▽
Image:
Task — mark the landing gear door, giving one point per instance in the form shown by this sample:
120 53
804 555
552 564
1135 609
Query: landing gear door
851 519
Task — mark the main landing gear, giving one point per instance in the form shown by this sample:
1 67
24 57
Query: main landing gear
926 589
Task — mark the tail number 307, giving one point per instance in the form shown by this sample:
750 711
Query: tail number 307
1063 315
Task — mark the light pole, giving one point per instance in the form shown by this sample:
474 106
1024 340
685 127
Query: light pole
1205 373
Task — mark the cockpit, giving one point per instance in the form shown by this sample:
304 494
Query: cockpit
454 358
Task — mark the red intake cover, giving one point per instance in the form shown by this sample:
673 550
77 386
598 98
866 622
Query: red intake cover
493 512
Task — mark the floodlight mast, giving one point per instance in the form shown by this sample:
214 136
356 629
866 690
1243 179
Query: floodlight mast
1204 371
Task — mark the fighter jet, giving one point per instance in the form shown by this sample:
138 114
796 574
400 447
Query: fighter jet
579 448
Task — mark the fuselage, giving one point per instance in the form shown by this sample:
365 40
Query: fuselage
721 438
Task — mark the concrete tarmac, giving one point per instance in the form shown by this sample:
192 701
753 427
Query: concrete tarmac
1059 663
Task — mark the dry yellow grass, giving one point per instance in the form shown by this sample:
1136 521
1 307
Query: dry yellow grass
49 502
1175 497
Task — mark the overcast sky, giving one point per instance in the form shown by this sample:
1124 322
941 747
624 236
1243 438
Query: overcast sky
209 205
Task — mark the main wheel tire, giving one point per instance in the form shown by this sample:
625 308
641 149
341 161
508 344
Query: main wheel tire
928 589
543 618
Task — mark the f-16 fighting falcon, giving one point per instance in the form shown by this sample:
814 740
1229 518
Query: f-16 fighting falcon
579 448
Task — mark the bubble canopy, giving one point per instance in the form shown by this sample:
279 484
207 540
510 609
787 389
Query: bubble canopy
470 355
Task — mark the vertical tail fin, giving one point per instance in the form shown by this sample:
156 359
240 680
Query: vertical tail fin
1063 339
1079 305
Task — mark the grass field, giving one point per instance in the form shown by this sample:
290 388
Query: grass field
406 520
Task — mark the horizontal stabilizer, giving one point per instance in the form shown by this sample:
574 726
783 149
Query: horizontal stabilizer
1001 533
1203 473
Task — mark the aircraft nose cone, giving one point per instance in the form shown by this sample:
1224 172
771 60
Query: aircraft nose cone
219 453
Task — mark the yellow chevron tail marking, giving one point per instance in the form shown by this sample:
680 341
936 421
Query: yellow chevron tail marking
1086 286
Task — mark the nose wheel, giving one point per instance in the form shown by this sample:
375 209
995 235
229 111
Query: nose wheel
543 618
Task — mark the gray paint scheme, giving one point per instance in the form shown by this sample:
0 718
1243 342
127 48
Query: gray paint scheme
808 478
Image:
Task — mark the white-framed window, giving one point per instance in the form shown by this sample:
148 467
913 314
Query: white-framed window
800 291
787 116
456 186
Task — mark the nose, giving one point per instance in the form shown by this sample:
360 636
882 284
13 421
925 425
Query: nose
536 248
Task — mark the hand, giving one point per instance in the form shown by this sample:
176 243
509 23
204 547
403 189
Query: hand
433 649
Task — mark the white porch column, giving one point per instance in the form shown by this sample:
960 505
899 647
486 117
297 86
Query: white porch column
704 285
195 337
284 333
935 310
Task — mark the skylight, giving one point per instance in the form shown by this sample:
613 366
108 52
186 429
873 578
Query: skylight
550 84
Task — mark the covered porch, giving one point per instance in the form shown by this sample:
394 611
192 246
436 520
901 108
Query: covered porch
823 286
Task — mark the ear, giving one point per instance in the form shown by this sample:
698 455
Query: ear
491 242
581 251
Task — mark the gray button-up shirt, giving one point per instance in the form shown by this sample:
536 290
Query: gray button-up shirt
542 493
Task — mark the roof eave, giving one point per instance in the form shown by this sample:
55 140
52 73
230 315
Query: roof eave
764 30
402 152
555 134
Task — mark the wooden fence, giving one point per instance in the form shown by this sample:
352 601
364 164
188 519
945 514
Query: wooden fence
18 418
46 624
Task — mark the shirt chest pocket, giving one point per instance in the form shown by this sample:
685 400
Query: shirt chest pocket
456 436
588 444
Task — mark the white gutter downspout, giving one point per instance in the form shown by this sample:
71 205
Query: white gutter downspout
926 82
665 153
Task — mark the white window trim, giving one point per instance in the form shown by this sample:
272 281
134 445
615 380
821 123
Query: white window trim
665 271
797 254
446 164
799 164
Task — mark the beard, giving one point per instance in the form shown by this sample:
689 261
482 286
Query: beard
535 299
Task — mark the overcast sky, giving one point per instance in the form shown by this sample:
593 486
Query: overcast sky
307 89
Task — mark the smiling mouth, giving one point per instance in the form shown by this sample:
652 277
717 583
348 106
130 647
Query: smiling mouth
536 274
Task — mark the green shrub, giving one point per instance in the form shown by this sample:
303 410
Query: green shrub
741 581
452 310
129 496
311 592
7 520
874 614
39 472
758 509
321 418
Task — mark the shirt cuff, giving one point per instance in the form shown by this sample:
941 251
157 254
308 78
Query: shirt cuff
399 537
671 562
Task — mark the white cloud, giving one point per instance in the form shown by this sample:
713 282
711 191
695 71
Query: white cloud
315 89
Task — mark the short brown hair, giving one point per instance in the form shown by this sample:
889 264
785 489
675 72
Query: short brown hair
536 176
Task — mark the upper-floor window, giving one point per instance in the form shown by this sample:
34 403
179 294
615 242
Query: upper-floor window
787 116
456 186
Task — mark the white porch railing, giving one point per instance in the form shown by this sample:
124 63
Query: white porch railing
△
TASK DIRECTIONS — Gather each line in the data that holds the string "railing".

REPLY —
Task — mark the white porch railing, giving one point per instance in the form shown by this sample:
Query: white porch railing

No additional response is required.